Information:

+++

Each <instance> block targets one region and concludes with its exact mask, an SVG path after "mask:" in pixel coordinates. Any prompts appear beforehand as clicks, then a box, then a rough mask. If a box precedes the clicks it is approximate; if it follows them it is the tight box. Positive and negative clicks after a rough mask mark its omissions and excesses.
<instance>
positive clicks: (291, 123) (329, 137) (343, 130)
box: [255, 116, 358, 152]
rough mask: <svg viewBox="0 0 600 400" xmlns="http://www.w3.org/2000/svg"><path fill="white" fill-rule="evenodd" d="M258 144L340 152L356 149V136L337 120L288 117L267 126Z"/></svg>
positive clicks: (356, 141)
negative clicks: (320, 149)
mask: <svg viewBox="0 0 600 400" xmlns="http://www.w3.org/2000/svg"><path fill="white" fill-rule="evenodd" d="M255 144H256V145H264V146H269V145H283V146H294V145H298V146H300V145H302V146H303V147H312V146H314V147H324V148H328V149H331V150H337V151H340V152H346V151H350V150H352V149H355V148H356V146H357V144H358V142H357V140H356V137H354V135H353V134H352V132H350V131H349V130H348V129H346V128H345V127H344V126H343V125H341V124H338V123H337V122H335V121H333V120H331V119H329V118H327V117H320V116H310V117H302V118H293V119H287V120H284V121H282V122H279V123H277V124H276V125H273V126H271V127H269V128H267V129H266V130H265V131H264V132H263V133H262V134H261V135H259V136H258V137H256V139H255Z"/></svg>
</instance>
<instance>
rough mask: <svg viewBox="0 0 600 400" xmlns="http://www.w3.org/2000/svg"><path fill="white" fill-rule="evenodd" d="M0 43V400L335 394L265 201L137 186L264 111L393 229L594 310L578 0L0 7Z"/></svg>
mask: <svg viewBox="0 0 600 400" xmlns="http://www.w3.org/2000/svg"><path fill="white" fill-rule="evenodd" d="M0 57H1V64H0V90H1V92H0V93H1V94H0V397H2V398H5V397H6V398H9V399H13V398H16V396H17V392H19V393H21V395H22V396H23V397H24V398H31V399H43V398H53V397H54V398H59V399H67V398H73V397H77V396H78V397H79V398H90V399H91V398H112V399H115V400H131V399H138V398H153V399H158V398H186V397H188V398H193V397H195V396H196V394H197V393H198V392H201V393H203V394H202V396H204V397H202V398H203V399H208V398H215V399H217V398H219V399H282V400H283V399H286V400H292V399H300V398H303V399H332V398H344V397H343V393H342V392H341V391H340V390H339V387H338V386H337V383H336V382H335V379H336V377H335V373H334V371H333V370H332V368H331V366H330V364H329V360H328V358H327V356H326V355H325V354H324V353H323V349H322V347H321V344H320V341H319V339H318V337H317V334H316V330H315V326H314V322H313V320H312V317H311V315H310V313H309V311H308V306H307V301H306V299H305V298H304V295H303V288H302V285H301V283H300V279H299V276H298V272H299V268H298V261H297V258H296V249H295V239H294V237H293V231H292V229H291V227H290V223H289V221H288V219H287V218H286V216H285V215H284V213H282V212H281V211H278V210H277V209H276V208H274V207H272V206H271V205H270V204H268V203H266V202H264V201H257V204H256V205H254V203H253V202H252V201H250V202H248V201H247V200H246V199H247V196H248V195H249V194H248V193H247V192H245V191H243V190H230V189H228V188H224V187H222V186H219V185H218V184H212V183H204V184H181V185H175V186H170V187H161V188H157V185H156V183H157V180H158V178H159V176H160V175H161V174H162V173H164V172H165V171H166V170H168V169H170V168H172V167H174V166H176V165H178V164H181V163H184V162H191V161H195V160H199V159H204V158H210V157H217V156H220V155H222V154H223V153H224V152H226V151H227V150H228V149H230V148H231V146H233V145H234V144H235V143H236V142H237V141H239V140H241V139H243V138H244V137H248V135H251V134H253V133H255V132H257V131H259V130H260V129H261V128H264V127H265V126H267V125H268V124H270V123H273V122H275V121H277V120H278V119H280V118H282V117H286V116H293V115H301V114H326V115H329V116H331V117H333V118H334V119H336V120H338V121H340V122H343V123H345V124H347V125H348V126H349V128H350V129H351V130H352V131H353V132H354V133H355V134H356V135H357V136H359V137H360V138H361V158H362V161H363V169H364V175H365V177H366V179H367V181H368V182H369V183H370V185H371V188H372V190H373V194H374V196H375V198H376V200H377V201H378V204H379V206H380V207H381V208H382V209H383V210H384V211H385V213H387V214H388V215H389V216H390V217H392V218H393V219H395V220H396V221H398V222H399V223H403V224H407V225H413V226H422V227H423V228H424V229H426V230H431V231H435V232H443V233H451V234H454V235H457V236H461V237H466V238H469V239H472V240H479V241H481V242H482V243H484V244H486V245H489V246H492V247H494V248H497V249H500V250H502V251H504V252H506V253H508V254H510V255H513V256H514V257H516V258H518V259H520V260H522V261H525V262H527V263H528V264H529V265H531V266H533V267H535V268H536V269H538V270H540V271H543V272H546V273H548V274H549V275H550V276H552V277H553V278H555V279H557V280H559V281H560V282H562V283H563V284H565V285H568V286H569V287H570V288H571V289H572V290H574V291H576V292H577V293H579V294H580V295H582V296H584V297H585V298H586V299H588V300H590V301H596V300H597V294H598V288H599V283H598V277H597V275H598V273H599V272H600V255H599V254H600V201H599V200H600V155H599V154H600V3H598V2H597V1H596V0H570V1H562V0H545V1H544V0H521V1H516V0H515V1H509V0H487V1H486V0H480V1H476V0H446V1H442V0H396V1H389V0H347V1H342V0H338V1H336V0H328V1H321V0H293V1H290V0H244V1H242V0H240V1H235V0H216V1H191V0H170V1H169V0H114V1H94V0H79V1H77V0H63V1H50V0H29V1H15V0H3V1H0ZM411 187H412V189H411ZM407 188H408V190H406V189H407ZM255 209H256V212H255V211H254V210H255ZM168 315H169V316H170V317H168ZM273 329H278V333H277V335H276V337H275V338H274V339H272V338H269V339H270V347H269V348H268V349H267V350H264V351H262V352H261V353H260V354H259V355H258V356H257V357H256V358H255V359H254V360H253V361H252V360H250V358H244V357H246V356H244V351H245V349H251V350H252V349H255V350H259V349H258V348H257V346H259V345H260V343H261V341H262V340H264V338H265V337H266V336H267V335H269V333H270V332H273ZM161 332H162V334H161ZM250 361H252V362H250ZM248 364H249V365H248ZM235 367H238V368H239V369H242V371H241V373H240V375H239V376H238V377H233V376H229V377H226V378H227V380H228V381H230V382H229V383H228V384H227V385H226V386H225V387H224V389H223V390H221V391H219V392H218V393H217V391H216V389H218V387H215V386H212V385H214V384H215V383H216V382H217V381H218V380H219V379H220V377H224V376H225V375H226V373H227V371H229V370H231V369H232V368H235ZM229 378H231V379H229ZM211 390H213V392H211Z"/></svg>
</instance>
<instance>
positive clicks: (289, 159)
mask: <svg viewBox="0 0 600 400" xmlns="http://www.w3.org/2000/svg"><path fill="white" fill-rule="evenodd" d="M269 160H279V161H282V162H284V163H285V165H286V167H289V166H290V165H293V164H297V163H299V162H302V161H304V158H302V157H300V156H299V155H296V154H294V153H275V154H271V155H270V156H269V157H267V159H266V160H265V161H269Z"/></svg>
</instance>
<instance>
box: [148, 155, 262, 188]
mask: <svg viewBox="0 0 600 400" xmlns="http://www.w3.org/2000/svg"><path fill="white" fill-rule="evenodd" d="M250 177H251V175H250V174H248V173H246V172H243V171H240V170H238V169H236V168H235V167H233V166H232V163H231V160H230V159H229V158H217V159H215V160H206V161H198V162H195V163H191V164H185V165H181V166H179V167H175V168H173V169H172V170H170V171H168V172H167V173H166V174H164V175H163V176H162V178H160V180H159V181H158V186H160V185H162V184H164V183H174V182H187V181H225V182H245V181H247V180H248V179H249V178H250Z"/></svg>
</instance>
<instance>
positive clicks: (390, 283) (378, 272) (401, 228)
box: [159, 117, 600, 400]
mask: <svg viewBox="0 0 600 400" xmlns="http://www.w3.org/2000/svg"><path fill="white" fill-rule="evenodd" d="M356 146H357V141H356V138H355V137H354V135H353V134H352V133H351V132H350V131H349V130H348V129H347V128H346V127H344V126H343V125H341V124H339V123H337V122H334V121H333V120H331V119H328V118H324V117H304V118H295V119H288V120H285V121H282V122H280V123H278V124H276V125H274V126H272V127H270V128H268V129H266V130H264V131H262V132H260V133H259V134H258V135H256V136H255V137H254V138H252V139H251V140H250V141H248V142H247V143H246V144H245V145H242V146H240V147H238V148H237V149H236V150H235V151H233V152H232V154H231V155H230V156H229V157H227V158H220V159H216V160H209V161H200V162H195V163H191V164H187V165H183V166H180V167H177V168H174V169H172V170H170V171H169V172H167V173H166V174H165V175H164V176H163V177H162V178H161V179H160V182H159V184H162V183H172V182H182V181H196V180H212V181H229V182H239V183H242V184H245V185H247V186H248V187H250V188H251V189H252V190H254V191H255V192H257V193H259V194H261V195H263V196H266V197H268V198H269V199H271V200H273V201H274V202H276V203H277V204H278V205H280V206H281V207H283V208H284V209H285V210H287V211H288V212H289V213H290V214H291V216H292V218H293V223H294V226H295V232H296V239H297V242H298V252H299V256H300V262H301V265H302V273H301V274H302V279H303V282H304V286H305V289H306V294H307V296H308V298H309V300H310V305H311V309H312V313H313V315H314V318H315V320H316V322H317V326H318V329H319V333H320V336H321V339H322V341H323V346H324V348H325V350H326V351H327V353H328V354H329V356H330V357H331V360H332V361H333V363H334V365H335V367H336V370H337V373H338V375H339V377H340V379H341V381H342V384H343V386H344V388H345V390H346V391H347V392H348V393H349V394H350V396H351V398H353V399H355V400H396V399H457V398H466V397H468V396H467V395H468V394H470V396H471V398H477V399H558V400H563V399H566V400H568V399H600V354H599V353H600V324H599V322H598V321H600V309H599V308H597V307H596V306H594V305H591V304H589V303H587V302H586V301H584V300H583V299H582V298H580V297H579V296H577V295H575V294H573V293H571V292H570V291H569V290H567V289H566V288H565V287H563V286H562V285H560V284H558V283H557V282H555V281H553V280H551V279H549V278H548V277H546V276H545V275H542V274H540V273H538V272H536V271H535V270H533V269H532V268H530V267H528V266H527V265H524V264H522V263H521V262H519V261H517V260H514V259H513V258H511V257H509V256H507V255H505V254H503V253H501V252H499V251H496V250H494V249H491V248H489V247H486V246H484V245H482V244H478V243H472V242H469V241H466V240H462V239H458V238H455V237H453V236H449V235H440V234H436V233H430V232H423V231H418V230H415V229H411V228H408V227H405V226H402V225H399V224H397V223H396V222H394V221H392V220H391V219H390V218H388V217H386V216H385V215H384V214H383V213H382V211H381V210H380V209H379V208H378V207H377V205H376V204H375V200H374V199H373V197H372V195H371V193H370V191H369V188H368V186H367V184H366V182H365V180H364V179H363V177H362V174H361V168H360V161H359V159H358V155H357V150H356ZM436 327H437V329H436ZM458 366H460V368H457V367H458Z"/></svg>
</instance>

+++

Activity: Reproduce everything from the start of the items down to the line containing "positive clicks: (291, 123)", replacing each occurrence of "rough mask" with "coarse mask" and leaving all else unchanged.

Response area:
Each <instance> block targets one region and concludes with its exact mask, an SVG path after "mask:" in pixel coordinates. Any prompts appear beforehand as clicks, then a box, then a coarse mask. If a box precedes the clicks it is approximate; if it follows them it is the tight box. Positive and negative clicks after a coarse mask mark its omissions and excesses.
<instance>
positive clicks: (291, 123) (329, 137) (343, 130)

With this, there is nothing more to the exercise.